··· RECORD EXTRACTS

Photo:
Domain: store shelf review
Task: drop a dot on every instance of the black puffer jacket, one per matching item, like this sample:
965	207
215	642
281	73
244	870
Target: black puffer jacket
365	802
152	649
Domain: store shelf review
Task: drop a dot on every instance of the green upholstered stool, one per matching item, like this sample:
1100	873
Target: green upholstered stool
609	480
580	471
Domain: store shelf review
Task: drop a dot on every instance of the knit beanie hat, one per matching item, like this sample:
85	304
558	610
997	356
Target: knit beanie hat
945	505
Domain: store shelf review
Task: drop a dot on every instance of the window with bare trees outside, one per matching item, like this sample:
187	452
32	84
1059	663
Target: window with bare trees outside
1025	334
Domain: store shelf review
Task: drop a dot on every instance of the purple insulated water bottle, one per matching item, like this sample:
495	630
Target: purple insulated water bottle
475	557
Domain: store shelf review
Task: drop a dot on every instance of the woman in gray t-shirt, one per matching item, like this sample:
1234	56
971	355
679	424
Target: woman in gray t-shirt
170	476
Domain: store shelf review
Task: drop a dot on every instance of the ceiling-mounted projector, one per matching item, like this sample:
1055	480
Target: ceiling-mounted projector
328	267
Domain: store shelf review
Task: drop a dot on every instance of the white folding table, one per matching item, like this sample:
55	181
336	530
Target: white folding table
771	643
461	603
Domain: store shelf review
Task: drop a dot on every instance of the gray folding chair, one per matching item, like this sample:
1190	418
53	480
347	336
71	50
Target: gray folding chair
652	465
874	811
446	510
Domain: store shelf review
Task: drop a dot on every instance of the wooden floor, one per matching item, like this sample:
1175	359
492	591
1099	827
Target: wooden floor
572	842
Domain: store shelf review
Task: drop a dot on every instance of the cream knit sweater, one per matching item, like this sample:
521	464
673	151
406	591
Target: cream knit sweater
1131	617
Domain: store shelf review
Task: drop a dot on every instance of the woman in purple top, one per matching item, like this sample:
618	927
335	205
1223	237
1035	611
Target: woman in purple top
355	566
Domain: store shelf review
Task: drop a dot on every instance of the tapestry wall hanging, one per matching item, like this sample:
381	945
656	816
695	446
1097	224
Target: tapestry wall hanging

······

§ **SHORT PROBLEM**:
Print every record above exactly as written.

§ **EXERCISE ANSWER**:
Photo:
Domain: store shelf review
Task: drop a dot on every instance of the black puffer jacket, one per matching item, like this sample:
965	207
215	642
281	73
244	870
Target: black puffer jacket
365	802
152	649
Domain: store shelf review
Task: drop a dot on every instance of the green upholstered stool, one per matching item, like this sample:
1100	873
Target: green upholstered stool
609	480
580	471
Domain: store shelf review
Task: drop a dot on every instance of the knit beanie hat, one per matching item, like this sample:
85	304
558	610
997	356
Target: knit beanie hat
945	505
Domain: store shelf review
Task: drop a dot on every instance of the window with bare trees outside, one per matching item, like this sample:
187	452
32	84
1059	663
Target: window with bare trees outside
1025	334
Domain: store shelf review
Task: drop a dot on every instance of the purple insulated water bottle, one per matching item, like this sample:
495	630
Target: purple insulated water bottle
475	557
Domain: store shelf review
Task: drop a dot on every instance of the woman in gray t-shirt, one per matching item, like this sample:
1234	56
971	355
679	424
Target: woman in gray t-shirt
170	476
Domain: store shelf review
Task: drop a dot on every instance of the ceiling-mounted projector, one per matching item, like this sample:
1055	480
Target: ceiling-mounted projector
328	267
Domain: store shelf review
Task: drop a dot on every instance of the white folding table, one per matching item, like this sample:
55	181
336	530
Target: white folding table
771	643
461	603
Domain: store shelf review
Task: drop a dot on every instance of the gray folding chair, one per matching item, like this sample:
1190	418
53	480
347	336
71	50
Target: gray folding chair
652	465
874	811
446	510
Domain: store shelf review
Task: drop a dot on every instance of the wooden floor, one per matching item, like this sample:
1175	359
492	591
1099	827
Target: wooden floor
572	842
Domain: store shelf review
Task: drop a dot on every instance of the cream knit sweater, one per matching item, like this sample:
521	464
673	151
406	591
Target: cream knit sweater
1131	617
Domain: store shelf review
Task: drop a dot on every instance of the woman in purple top, one per matching item, like this sample:
618	927
335	205
1223	237
1035	611
Target: woman in purple top
355	566
Domain: store shelf review
Task: drop a dot on every instance of the tapestry wall hanging, one per matching item, like this sample:
381	945
656	816
695	446
1097	224
Target: tapestry wall hanging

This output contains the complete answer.